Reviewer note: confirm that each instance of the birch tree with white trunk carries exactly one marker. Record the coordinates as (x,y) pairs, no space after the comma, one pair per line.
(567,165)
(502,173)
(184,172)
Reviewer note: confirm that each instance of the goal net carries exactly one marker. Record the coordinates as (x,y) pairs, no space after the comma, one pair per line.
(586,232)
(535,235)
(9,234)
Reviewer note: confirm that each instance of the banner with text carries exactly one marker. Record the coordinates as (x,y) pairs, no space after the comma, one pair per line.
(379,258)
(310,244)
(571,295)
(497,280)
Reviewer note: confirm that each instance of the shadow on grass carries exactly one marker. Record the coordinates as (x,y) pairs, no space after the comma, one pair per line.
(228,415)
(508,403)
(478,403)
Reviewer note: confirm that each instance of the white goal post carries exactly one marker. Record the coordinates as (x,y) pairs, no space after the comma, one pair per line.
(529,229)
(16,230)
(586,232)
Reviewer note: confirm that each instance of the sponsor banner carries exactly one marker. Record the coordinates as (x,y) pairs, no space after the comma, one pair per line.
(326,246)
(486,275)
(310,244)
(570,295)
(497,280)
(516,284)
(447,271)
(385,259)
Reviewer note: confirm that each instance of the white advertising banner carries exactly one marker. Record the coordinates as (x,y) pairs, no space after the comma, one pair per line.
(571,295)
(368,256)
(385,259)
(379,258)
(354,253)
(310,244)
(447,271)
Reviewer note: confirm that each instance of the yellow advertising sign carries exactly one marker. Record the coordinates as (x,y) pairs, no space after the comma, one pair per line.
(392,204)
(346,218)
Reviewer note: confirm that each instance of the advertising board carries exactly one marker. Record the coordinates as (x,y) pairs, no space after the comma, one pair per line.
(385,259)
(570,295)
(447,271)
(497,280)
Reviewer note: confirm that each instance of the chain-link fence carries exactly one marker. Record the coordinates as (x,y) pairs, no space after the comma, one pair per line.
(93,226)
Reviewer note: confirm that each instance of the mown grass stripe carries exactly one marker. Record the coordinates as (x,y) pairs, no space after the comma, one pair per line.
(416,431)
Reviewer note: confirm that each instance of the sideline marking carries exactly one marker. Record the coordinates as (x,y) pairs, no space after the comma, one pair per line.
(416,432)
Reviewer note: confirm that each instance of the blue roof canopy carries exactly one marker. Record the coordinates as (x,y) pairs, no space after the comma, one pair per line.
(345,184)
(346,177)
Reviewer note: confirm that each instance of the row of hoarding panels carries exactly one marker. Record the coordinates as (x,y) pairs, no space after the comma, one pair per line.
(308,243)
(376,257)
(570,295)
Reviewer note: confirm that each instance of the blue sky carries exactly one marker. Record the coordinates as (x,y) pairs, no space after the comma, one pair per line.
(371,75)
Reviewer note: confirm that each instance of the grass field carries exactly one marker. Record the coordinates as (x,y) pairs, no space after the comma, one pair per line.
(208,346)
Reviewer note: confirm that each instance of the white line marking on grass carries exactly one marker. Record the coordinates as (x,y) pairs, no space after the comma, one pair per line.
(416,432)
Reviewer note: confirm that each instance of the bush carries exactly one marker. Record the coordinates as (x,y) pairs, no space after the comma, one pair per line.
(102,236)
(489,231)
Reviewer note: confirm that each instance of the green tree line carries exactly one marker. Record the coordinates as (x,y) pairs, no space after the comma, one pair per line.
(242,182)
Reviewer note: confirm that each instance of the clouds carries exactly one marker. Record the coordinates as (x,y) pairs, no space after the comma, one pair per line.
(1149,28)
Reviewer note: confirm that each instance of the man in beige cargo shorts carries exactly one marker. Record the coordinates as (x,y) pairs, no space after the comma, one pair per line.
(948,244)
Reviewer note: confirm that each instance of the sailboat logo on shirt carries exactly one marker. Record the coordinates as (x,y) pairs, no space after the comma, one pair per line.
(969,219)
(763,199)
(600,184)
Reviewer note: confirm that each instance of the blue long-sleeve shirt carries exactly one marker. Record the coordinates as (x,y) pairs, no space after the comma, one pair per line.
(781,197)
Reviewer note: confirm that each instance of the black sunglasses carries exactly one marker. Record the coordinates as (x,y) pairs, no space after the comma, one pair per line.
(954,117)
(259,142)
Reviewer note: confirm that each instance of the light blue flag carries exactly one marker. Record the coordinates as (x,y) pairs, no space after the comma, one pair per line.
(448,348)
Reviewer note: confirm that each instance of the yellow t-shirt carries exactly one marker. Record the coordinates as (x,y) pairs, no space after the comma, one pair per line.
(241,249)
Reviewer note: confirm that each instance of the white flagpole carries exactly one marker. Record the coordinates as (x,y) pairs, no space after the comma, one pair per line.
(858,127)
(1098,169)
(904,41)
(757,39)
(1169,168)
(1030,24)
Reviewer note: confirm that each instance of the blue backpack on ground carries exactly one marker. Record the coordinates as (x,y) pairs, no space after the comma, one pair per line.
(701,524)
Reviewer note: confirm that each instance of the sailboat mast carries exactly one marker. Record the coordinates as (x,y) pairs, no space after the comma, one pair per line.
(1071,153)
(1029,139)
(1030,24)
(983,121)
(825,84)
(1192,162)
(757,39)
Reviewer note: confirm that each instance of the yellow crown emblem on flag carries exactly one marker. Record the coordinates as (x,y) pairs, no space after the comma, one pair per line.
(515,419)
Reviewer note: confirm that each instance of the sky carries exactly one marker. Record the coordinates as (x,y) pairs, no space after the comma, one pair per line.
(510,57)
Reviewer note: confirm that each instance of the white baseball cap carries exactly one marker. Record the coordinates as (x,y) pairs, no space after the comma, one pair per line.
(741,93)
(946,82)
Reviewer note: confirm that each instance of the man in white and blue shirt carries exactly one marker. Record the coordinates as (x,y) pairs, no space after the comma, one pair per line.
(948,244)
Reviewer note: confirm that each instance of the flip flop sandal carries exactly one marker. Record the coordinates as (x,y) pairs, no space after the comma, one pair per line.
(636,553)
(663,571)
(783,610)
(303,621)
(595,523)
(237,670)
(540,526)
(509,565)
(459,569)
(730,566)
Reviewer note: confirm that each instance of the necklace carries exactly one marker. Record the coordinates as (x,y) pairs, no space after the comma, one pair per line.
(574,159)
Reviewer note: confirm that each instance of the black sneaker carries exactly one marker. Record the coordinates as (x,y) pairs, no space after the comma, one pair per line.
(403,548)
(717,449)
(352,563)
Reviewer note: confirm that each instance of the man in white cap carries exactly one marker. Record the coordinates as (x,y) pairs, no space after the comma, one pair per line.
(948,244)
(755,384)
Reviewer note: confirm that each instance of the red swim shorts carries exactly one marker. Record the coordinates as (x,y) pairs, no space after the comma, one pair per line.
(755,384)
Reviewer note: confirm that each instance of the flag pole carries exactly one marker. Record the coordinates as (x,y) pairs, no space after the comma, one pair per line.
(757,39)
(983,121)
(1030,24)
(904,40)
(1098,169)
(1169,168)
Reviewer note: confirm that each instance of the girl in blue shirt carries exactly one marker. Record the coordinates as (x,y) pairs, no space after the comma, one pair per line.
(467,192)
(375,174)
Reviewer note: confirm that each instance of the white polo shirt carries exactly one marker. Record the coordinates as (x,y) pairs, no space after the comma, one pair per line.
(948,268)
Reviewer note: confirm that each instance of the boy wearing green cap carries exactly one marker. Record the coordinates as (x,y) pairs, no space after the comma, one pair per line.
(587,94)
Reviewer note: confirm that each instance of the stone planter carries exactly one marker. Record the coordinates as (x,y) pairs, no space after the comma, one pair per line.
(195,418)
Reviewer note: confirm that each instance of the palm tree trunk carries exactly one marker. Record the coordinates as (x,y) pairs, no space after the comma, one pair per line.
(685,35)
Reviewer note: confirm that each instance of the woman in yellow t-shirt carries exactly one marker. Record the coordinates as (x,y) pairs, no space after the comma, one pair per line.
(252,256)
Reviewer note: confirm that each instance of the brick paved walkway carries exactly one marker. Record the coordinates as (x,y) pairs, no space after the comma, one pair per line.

* **YOUR OBJECTIVE**:
Restate word for word the lines from the line containing "Reviewer note: confirm that each instance of the palm" through the last line of the listing, inclusive, and nothing beyond them.

* **COMPLETED EXERCISE**:
Reviewer note: confirm that each instance of the palm tree trunk carries exactly one marker. Record the coordinates as (x,y) pairs, no space after the comma, one pair per line.
(685,35)
Reviewer note: confirm that each instance of the woman in yellow t-shirt carries exactly one marker. Record the coordinates as (x,y) pairs, no space after the comma, one pair per line.
(252,256)
Reviewer note: confirm that each instance of the brick paved walkway carries exactly one marker. Record the coordinates as (x,y) pairs, no space after the comma, one pair per line.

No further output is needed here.